▶ _Aim of the task_: Are you able to retype all the records below exactly?

▶ _Extracted information_:
--------------------------------

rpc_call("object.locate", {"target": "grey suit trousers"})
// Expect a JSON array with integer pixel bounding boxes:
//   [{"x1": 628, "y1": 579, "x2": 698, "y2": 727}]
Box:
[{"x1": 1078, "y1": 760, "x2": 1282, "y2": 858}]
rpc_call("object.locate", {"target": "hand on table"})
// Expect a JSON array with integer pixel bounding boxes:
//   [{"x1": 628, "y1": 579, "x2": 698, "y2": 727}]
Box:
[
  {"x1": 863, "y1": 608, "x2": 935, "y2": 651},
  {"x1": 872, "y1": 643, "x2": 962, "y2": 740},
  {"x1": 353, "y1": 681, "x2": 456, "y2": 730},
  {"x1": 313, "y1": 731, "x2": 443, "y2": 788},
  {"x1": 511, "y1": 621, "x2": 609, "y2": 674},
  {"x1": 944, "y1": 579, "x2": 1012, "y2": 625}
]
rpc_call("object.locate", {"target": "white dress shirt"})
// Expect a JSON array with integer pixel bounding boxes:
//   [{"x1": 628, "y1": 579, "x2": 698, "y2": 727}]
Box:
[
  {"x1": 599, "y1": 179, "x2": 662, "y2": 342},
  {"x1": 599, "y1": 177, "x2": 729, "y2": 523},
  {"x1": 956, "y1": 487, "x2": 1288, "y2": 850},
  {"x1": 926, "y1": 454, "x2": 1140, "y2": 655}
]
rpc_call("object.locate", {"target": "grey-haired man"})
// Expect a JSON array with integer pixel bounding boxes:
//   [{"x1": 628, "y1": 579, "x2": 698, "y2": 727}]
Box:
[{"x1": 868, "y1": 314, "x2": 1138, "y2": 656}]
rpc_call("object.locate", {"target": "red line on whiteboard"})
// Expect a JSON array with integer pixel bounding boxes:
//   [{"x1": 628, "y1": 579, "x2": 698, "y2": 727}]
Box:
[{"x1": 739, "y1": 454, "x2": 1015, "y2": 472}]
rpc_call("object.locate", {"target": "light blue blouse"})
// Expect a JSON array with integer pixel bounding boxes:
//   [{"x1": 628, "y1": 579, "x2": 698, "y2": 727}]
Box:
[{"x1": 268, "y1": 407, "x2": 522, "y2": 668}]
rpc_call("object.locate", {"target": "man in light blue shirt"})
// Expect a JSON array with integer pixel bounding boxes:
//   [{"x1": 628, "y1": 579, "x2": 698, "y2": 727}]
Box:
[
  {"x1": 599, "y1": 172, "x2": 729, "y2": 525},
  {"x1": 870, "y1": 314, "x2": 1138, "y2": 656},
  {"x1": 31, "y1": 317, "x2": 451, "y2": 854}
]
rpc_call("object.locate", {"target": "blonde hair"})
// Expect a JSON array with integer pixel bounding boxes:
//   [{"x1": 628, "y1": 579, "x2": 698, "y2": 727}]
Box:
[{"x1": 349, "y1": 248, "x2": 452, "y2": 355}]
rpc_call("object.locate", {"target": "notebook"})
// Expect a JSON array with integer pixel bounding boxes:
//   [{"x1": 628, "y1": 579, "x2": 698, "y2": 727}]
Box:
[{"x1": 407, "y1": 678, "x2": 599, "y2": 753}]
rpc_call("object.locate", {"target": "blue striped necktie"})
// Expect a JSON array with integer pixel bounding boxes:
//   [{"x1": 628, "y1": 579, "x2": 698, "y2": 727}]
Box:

--------------------------------

▶ _Written answer_:
rpc_call("object.locate", {"target": "grey suit trousers"})
// Expect a JSON array with integer pixel bounding boxes:
//   [{"x1": 628, "y1": 579, "x2": 698, "y2": 727}]
Box:
[{"x1": 1078, "y1": 760, "x2": 1282, "y2": 858}]
rpc_call("object.locate", {"target": "hand on table"})
// Expect a JSON array with integer pixel bounding boxes:
//   [{"x1": 628, "y1": 579, "x2": 698, "y2": 727}]
Box:
[
  {"x1": 863, "y1": 608, "x2": 935, "y2": 651},
  {"x1": 872, "y1": 643, "x2": 962, "y2": 740},
  {"x1": 353, "y1": 681, "x2": 456, "y2": 730},
  {"x1": 313, "y1": 731, "x2": 443, "y2": 788},
  {"x1": 511, "y1": 621, "x2": 609, "y2": 674},
  {"x1": 944, "y1": 579, "x2": 1012, "y2": 625}
]
rpc_call("object.locate", {"target": "white dress shirt"})
// Expect a JSON array with integer pixel bounding boxes:
//   [{"x1": 628, "y1": 579, "x2": 698, "y2": 727}]
Box:
[
  {"x1": 599, "y1": 179, "x2": 662, "y2": 342},
  {"x1": 599, "y1": 177, "x2": 729, "y2": 523},
  {"x1": 956, "y1": 487, "x2": 1288, "y2": 850},
  {"x1": 926, "y1": 454, "x2": 1140, "y2": 655}
]
rpc_call("object.locate", {"target": "grey-haired man"})
// Expect a JSON array with integer pixel bounding boxes:
//   [{"x1": 628, "y1": 579, "x2": 698, "y2": 727}]
Box:
[{"x1": 868, "y1": 314, "x2": 1138, "y2": 656}]
rpc_call("object.locate", {"target": "red line on whiteboard"})
// Expect a JSON array with integer pixel bounding boxes:
//   [{"x1": 628, "y1": 579, "x2": 698, "y2": 727}]
Box:
[{"x1": 739, "y1": 454, "x2": 1015, "y2": 472}]
rpc_call("object.locate", {"target": "light blue blouse"})
// Expect a JSON array with integer pixel bounding boxes:
//   [{"x1": 628, "y1": 579, "x2": 698, "y2": 727}]
Box:
[{"x1": 268, "y1": 407, "x2": 522, "y2": 668}]
rpc_call("object.locate", {"target": "man in light blue shirt"})
// Expect a JSON array with integer pixel bounding boxes:
//   [{"x1": 628, "y1": 579, "x2": 698, "y2": 727}]
Box:
[
  {"x1": 599, "y1": 172, "x2": 729, "y2": 525},
  {"x1": 870, "y1": 314, "x2": 1138, "y2": 656},
  {"x1": 31, "y1": 317, "x2": 451, "y2": 854}
]
rpc_call("object.locate", {"target": "blonde hair"})
// Expect a JSON array with integer pixel bounding boxes:
//   [{"x1": 628, "y1": 579, "x2": 698, "y2": 727}]
Box:
[{"x1": 349, "y1": 248, "x2": 452, "y2": 355}]
rpc_call("object.locate", {"target": "notebook"})
// Expect a JSON array with integer pixel bounding boxes:
//   [{"x1": 628, "y1": 579, "x2": 698, "y2": 727}]
Box:
[{"x1": 407, "y1": 678, "x2": 599, "y2": 753}]
rpc_call("object.locate", {"target": "blue striped necktie"})
// Expect a JSON array with integer pixel bounding boxes:
//   [{"x1": 628, "y1": 579, "x2": 698, "y2": 727}]
Box:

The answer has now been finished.